> _GOAL OF THE EXERCISE_
Can you rewrite the listing below, replacing every "segment" with "trace" and changing nothing else? Leave the pictures out.
==============================
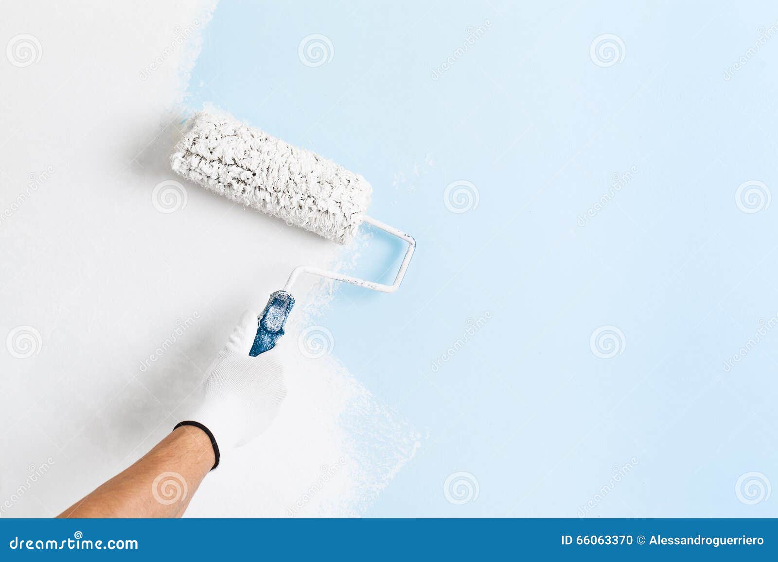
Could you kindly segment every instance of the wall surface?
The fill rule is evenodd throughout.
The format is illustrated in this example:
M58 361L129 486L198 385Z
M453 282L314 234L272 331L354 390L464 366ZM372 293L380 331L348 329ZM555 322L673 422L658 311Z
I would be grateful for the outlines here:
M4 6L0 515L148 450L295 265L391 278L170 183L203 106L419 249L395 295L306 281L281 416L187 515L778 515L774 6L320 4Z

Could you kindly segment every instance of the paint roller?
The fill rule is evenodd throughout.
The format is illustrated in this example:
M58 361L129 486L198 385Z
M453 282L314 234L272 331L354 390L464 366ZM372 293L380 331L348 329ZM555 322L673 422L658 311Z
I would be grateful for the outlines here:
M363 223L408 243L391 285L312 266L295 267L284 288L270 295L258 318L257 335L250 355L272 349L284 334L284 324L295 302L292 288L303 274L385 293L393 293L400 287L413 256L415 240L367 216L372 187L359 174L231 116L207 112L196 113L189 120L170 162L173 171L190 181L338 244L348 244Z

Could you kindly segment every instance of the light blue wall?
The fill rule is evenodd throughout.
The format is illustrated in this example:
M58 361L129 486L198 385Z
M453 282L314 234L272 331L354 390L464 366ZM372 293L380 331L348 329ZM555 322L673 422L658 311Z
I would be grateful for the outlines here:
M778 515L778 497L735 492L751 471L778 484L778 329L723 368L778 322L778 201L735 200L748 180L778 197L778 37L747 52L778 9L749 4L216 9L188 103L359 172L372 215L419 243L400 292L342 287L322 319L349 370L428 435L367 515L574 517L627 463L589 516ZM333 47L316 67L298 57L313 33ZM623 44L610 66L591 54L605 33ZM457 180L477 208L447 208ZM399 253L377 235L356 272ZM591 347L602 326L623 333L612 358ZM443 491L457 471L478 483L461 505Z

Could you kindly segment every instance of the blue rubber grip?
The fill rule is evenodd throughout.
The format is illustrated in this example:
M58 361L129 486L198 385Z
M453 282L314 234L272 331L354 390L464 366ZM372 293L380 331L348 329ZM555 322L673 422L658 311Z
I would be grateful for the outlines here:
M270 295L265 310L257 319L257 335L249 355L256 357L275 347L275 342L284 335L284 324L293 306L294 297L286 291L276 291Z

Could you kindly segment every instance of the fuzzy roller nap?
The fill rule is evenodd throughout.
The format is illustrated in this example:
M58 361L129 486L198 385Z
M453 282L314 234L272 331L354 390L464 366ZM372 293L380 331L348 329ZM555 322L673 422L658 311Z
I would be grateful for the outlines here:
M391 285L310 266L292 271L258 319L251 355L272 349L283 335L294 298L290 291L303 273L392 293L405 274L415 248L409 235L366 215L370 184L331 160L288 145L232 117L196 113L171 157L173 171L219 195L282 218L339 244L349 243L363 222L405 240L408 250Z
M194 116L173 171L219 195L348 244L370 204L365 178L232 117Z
==============================
> _WORKED ANSWER_
Could you kindly trace every instance of the wall surface?
The fill rule is evenodd throughout.
The format is illustrated in this example:
M58 361L129 486L198 385Z
M453 282L314 234L272 331L354 390L464 366ZM372 293L380 331L348 329ZM555 322L673 422L658 311Z
I would be grateful for the outlines here:
M4 6L0 515L148 450L295 265L391 278L170 183L203 106L419 249L395 295L306 281L281 416L187 515L778 515L774 6L320 4Z

Could you kindly trace every instance of the paint roller?
The fill rule is evenodd throughout.
The format is illustrated in this example:
M58 361L129 486L198 385Z
M453 282L314 234L272 331L354 390L464 366ZM372 293L380 331L348 329ZM555 322L673 422L658 311Z
I would be grateful for the outlines here:
M363 223L408 243L391 285L312 266L295 267L284 288L270 295L258 318L257 335L250 355L272 349L284 334L284 324L295 302L292 288L303 274L385 293L393 293L400 287L413 256L415 240L367 216L372 187L359 174L231 116L207 112L196 113L189 120L170 162L173 171L190 181L338 244L348 244Z

Could you kindly trace every instance of the light blue wall?
The fill rule is evenodd throughout.
The format is illustrated in this example:
M58 361L129 486L198 385Z
M453 282L314 234L272 331L354 390L464 366ZM372 293L380 331L348 329ZM555 322L673 422L658 311Z
I would be grateful for the outlines here:
M778 515L778 497L735 492L751 471L778 484L778 329L723 368L778 322L778 201L735 200L748 180L778 197L778 37L747 52L778 9L749 4L216 9L188 103L359 172L372 215L419 243L400 292L342 287L322 319L349 370L428 435L367 515L574 517L627 463L589 516ZM333 47L316 67L298 57L313 33ZM623 44L610 66L591 54L605 33ZM457 180L477 208L447 208ZM399 253L377 235L356 272ZM591 347L602 326L623 333L612 358ZM443 491L457 471L478 483L461 505Z

Could you kindly trace every instance of the blue rubber grip?
The fill rule is evenodd throughout.
The format is illustrated in this example:
M58 361L129 486L198 385Z
M453 282L314 234L272 331L354 390L464 366ZM372 293L380 331L348 329ZM555 322L673 422L658 311Z
I would be grateful for the outlines here:
M270 295L265 310L257 319L257 335L249 355L256 357L275 347L275 342L284 335L284 324L293 306L294 297L286 291L276 291Z

Could you kindly trace every instance of the fuzzy roller nap?
The fill rule is evenodd throughout.
The format is illustrated in this example:
M58 361L129 486L198 385Z
M453 282L314 234L272 331L354 390L464 366ZM372 293L380 331L348 329ZM555 322L673 422L658 311Z
I would be grateful for the outlines here:
M391 285L310 266L292 271L258 319L251 355L272 349L283 335L294 298L290 291L303 273L392 293L405 274L415 248L409 235L366 215L370 184L331 160L288 145L232 117L196 113L171 157L173 171L219 195L282 218L339 244L349 243L363 222L405 240L408 250Z
M194 116L173 171L219 195L348 244L370 204L365 178L232 117Z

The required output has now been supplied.